United States District Court, District of Colorado

January 6, 2015

CHERIE M. BARKER, Plaintiff,



This matter is before the Court on review of the Commissioner of Social Security’s decision to deny Plaintiff’s application for disability insurance benefits. The Plaintiff filed an Opening Brief (ECF No. 17), the Commissioner filed a Response (ECF No. 18), and Plaintiff filed a Reply (ECF No. 19). After reviewing the briefs and administrative record filed with the Court, the Commissioner’s decision denying Plaintiff’s application for Social Security disability benefits is affirmed.


Plaintiff was born in 1969. (Record (“R.”) (ECF No. 10) at 100.) Plaintiff’s medical records indicate that she has been diagnosed since 2007 with a number of medical conditions, including post-traumatic stress disorder, major depressive disorder, panic disorder with agoraphobia, dissociative disorder, polysubstance abuse in full remission, and alcohol abuse in partial remission. (Id. at 222-29, 233-50, 882-906.) Plaintiff alleges a disability onset date of November 1, 2007. (Id. at 100.) Plaintiff has past relevant work as an administrative assistant, a customer service representative, a front desk clerk, a reservation clerk, and a reservations manager. (Id. at 45.)

Plaintiff’s application for disability insurance benefits was denied on July 31, 2008 (id. at 50-52), and she requested a hearing before an administrative law judge (id. at 55-56). Administrative Law Judge William Musseman (“the ALJ”) presided over Plaintiff’s hearing on September 24, 2009. (Id. at 25-48.) Plaintiff was represented by counsel at the hearing, and Plaintiff and vocational expert Nora Dunn testified at the hearing. (Id.)

On February 2, 2010, the ALJ issued his decision (id. at 10-20), concluding that Plaintiff “was not under a disability, as defined in the Social Security Act, at any time from November 1, 2007, the alleged onset date, through September 30, 2009, the date last insured. . . .” (id. at 19). The ALJ made the following findings of fact and conclusions of law in accordance with the Commissioner’s five-step sequential evaluation process.[1] At step one, the ALJ ruled that Plaintiff had not engaged in any substantial gainful activity between November 1, 2007 and September 30, 2009. (Id. at 12.) At step two, the ALJ held that Plaintiff had the following severe impairments: anxiety, an affective disorder, and obesity. (Id. at 12-13.) At step three, the ALJ held that Plaintiff’s severe impairments do not meet or equal the established listing of impairments under the governing regulations. (Id. at 13.) The ALJ then analyzed Plaintiff’s residual functional capacity (“RFC”), concluding that Plaintiff

had the residual functional capacity to perform medium work as defined in 20 CFR 404.1567(c) except that she should avoid unprotected heights; should not climb ladders, ropes, or scaffolds; and should not deal with the general public, or perform tasks with a SVP of greater than 3, or with GED levels of more than 1, 2, or 3. The claimant should only occasionally interact with co-workers, and should have minimal supervision on the job.

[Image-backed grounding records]
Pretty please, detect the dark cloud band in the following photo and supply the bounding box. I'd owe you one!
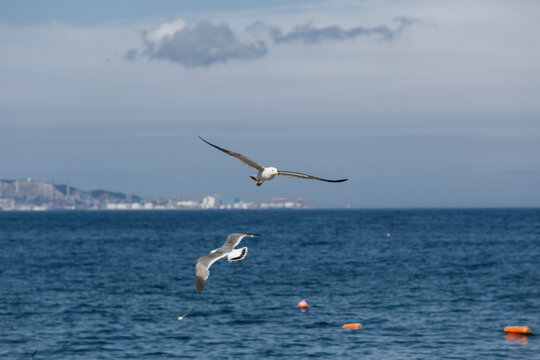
[129,18,414,67]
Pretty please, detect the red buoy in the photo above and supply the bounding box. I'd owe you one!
[342,323,362,329]
[504,326,531,334]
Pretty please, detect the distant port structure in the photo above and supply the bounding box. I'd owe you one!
[0,178,309,211]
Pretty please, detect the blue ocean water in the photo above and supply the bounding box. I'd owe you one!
[0,210,540,360]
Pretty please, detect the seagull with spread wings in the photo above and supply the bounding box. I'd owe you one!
[199,136,348,186]
[195,233,259,293]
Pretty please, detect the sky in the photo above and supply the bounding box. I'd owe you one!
[0,0,540,208]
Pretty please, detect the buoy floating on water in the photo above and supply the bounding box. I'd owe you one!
[504,326,531,335]
[342,323,362,329]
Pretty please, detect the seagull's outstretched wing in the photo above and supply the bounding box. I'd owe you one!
[220,233,261,252]
[195,252,226,293]
[278,170,349,182]
[199,136,264,170]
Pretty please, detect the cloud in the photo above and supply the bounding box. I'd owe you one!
[129,17,415,67]
[249,17,415,44]
[129,20,268,67]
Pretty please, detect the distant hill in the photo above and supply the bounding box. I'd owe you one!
[0,179,141,207]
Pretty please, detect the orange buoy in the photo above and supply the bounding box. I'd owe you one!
[504,326,531,334]
[343,323,362,329]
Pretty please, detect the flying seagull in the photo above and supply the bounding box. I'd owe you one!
[195,233,260,293]
[167,310,193,321]
[199,136,349,186]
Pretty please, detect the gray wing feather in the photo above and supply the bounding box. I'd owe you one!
[219,233,260,252]
[278,170,349,182]
[199,136,264,170]
[195,252,226,293]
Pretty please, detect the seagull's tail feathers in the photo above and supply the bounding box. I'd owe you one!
[227,247,247,262]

→ EXERCISE SET
**a)** In the court decision on the Social Security disability claim, which severe impairments did the ALJ find at step two?
**b)** Carry on the court decision on the Social Security disability claim from its last sentence.

→ EXPECTED RESPONSES
**a)** Anxiety, an affective disorder, and obesity.

**b)**
(Id. at 13-14.) The ALJ then ruled at step four that Plaintiff was unable to perform any past relevant work. (Id. at 18.) However, considering the RFC assessment described above, along with Plaintiff’s age, education, and work experience, at step five the ALJ determined (based on the vocational expert’s testimony) that there are jobs that exist in significant numbers in the national economy that Plaintiff can perform, such as floor waxer, hand packer, and window cleaner. (Id. at 18-19.)

Plaintiff appealed the ALJ’s decision (id. at 99), and the Appeals Council denied her appeal (id. at 1-6). Plaintiff challenged that decision before this Court on September 16, 2011, and the Court remanded based on the ALJ’s limited analysis of the treatment and opinions expressed by Jeffery Harazin, M.D. (Id. at 982-92.) Dr. Harazin regularly treated Plaintiff from February 2006 through late 2009. (Id. at 882-99.) Plaintiff’s treatment history with Dr. Harazin overlaps with the onset of her disability through the date she was last insured. (Id. at 946.) As such, the Court urged the ALJ to more fully consider the length of Dr. Harazin’s treatment, his familiarity with Plaintiff’s condition, and his treatment records during Plaintiff’s alleged period of disability. (Id. at 990-91.)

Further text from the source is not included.